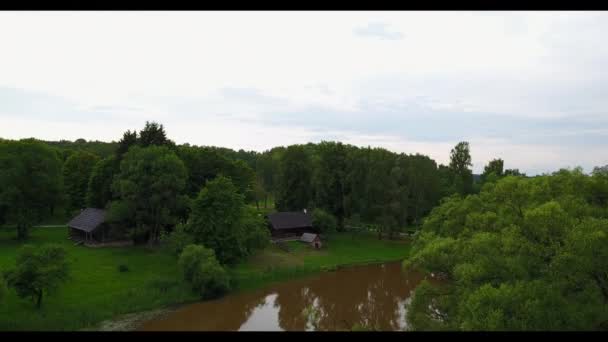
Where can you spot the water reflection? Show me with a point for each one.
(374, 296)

______________________________

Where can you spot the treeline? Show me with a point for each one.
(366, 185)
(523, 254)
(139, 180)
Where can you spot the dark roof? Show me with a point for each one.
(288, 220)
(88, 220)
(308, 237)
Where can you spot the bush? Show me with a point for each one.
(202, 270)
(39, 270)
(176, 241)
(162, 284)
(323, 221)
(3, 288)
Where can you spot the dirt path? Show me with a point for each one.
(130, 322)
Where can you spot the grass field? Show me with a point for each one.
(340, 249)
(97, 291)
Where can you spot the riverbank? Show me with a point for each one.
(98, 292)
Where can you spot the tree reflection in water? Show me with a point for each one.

______________________________

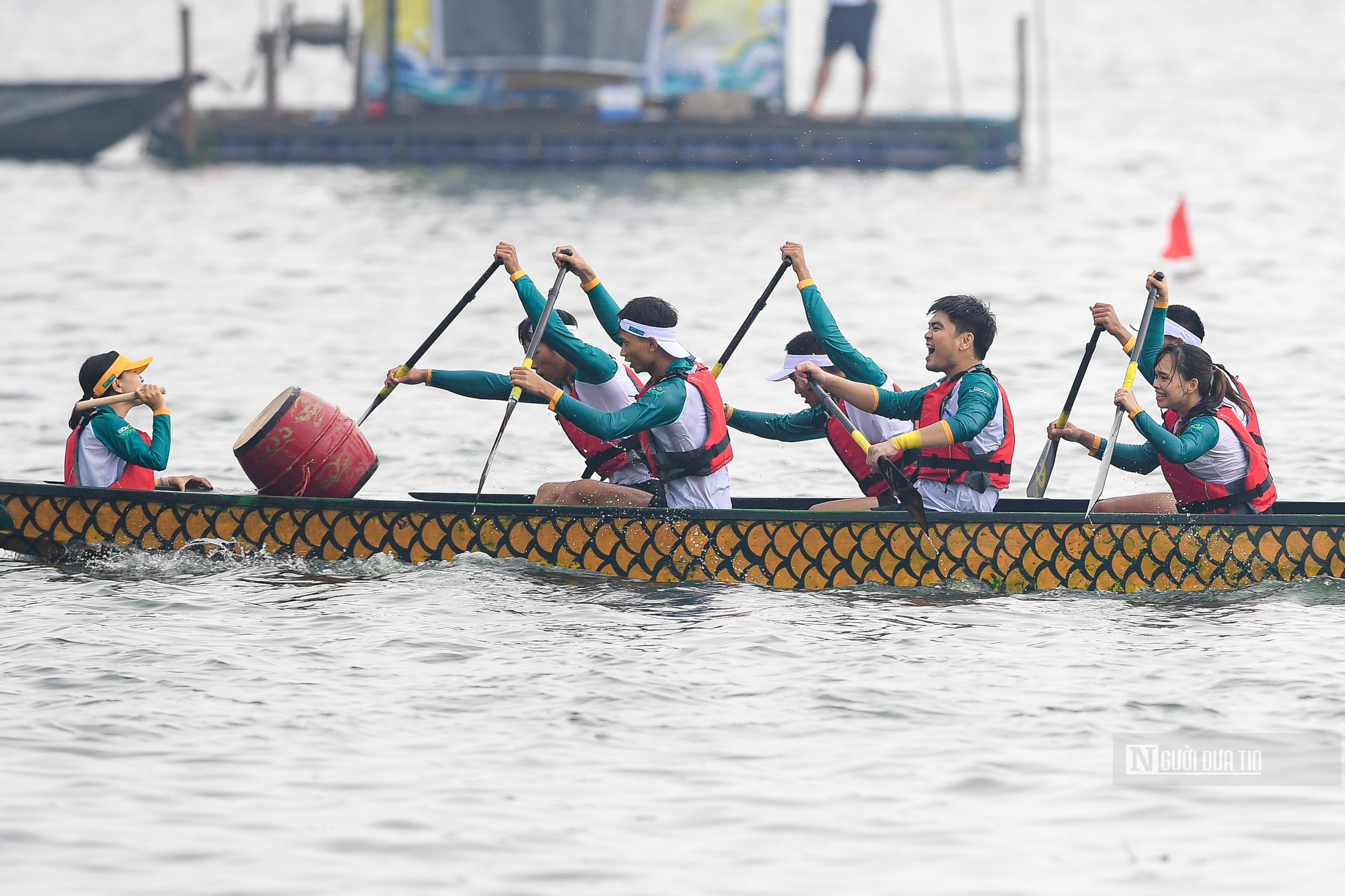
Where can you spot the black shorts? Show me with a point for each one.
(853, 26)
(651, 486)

______________________________

* JOB
Show each line above that contains the word "reflection", copying the line in full.

* SOLUTION TO THIS PROBLEM
Where can you spot the water reflection? Show me with a point for each one.
Where can you spot the tree reflection in water? Show me with a point for each one.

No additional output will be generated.